### PASSAGE PROVIDED
I love the idea of using network effects to move through the S-Curve more quickly. This quick recap doesn’t do the idea justice – it’s worth checking out the book to learn more.

In the meantime, if you are innovating and you are early in the diffusion curve, ask yourself this: how can I take advantage of networks to increase the use of my great idea? If you think about this in terms of the five factors from Rogers, your chances of capturing the value that you create will increase.

So don’t try to be first to market. Try to be the first to scale.

Student and teacher of innovation - University of Queensland Business School - links to academic papers, twitter, and so on can be found here.

Please note: I reserve the right to delete comments that are offensive or off-topic.

9 thoughts on “Don’t Be First to Market, Be First to Scale

  1. This one really struck me, Tim. Among the projects near and dear to me at present, Gearbox Magazine is always front and center. At first glance, it’s just another automotive blog/magazine, but I see it as a candle burning on the internet which will eventually start fires worldwide – I see it as the start of a global movement.

### REQUIREMENTS
Pick up the post on being first to scale and continue it from its last sentence. The listing is separate material, unconnected to the post on being first to scale.

### GIVEN DATA
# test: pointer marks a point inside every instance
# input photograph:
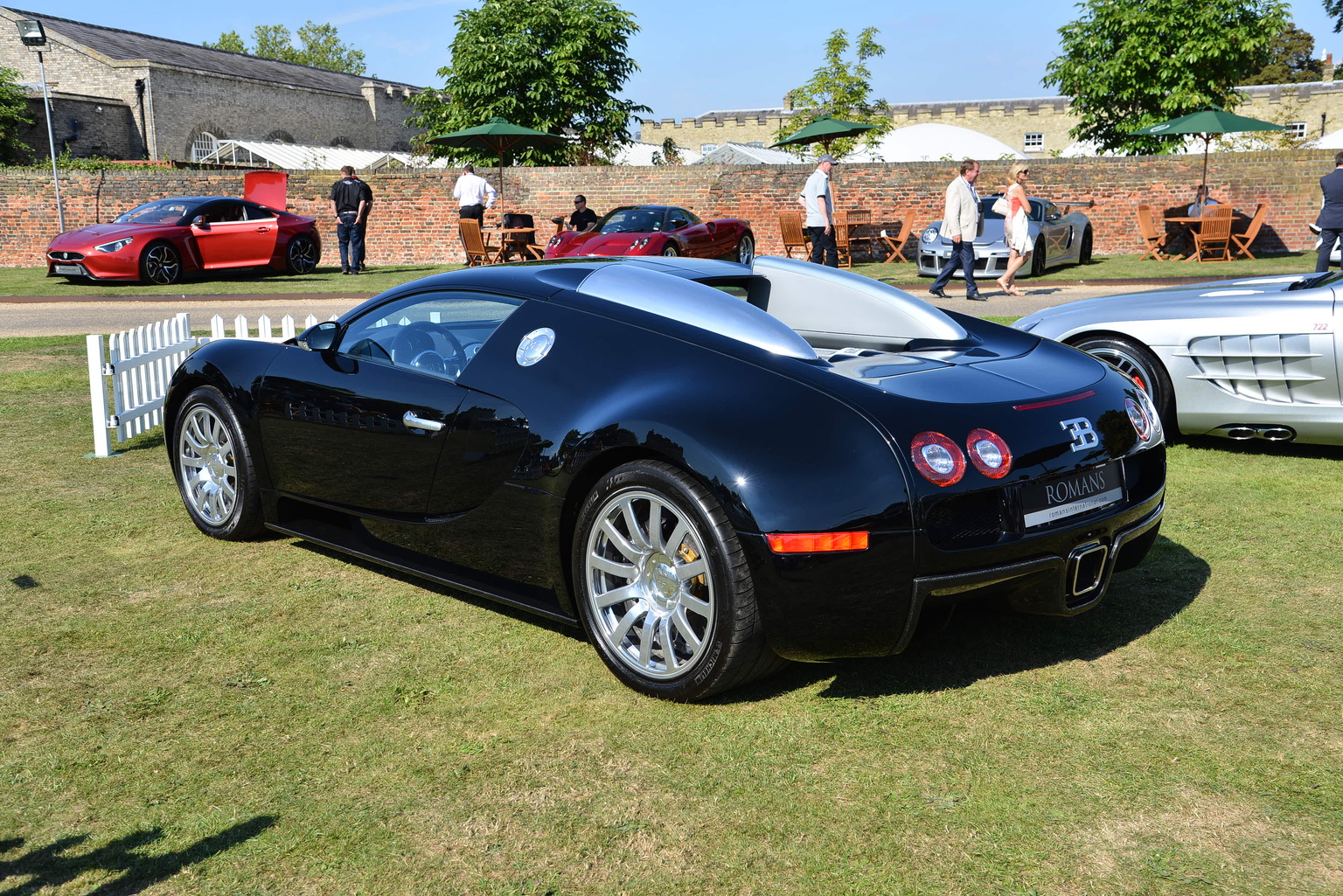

### OUTPUT
    We struggle with the usual things, growing readership, increasing engagement, monetization, etc., but these five elements really stand out. I can see how they fit into our model and I can see how we need to improve our performance in this one or that.

    It’s exciting to read through these with an idea in mind. Before there are test cases or data to report, how to we improve visibility or make it easy for people to try it for themselves? How do we show the relatively small effort needed to get from where we are right now to this exciting new place?

    Thanks for sharing this, sir! Kudos!